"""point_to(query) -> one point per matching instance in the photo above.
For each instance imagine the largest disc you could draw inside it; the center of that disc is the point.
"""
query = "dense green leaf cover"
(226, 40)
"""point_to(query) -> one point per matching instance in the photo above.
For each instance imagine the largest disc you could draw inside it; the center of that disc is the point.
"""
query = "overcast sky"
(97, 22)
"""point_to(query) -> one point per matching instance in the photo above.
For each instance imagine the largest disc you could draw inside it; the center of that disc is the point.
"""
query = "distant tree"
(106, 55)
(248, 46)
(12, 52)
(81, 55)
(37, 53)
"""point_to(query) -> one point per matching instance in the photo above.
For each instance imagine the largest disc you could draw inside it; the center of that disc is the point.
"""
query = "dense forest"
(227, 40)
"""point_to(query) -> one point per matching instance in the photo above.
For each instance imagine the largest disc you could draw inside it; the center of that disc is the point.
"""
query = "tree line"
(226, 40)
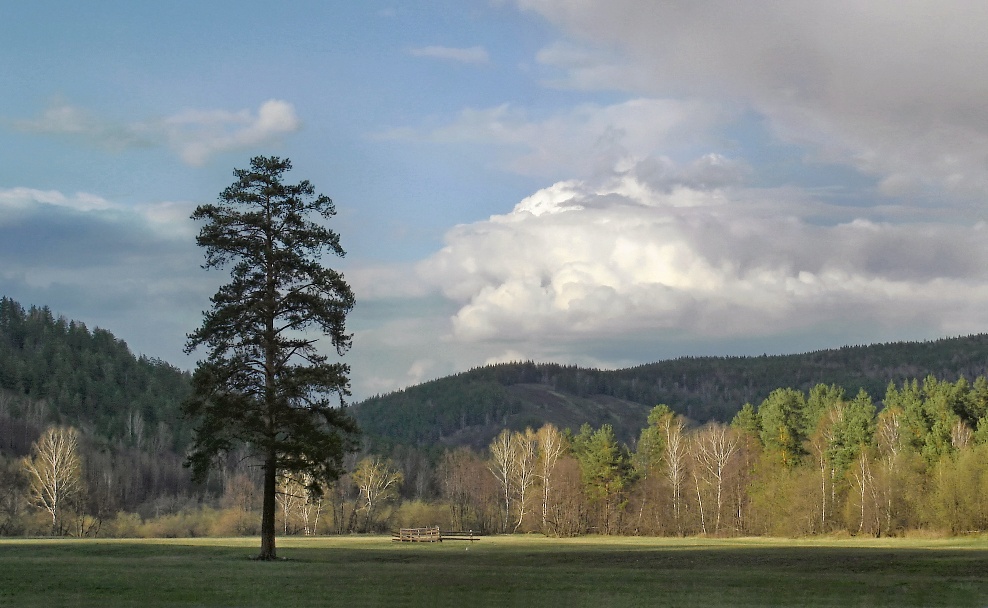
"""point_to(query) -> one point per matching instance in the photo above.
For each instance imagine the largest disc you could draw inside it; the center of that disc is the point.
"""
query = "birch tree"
(378, 482)
(54, 471)
(551, 445)
(502, 466)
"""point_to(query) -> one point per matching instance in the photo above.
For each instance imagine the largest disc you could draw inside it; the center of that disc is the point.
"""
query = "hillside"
(54, 370)
(469, 408)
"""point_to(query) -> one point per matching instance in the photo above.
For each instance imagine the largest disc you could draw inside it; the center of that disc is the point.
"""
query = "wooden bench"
(430, 535)
(418, 535)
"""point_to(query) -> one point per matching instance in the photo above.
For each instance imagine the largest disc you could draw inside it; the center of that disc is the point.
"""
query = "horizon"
(596, 185)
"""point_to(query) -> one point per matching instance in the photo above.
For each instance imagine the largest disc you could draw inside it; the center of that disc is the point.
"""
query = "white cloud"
(472, 55)
(621, 259)
(196, 135)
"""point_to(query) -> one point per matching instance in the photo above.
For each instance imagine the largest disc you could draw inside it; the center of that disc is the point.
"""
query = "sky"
(595, 183)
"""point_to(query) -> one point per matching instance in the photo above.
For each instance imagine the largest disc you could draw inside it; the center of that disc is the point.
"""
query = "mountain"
(470, 408)
(54, 370)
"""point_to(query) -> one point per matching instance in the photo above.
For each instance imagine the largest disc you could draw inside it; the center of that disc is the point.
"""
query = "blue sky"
(603, 184)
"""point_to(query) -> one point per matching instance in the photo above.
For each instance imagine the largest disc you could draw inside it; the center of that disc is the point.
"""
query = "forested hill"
(469, 408)
(54, 370)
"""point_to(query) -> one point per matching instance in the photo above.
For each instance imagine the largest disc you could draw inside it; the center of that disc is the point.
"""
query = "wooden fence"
(430, 535)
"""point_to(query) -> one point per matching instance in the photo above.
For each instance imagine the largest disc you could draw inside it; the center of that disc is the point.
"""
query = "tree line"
(798, 463)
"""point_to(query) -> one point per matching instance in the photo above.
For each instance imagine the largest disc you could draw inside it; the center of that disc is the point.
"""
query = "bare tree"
(378, 482)
(502, 465)
(526, 463)
(552, 444)
(715, 445)
(675, 455)
(54, 471)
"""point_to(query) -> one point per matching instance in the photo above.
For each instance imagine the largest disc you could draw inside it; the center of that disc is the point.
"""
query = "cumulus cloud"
(888, 88)
(579, 261)
(196, 135)
(471, 55)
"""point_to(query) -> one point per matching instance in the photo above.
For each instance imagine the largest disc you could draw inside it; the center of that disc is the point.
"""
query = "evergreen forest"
(887, 439)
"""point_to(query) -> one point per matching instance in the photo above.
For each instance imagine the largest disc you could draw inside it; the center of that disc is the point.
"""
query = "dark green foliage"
(88, 379)
(700, 388)
(264, 385)
(428, 413)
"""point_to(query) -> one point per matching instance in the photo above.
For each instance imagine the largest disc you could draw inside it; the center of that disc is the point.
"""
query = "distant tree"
(263, 383)
(551, 446)
(502, 466)
(606, 469)
(378, 482)
(783, 424)
(54, 471)
(714, 447)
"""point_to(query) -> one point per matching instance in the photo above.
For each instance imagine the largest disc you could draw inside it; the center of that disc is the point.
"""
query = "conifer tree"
(263, 383)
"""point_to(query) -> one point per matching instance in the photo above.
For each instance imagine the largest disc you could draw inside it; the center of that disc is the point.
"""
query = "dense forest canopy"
(879, 439)
(88, 378)
(472, 407)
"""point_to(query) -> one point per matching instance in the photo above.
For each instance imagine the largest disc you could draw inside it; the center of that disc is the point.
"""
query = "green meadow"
(496, 571)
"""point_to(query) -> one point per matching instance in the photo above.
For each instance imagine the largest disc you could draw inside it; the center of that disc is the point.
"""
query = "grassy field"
(496, 571)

━━━━━━━━━━━━━━━━━━━━

> _Requirement_
Identify every line of the listing above that contains the string "cloud", and copy each such line.

> _Result of this task_
query = "white cloud"
query = "cumulus cloud"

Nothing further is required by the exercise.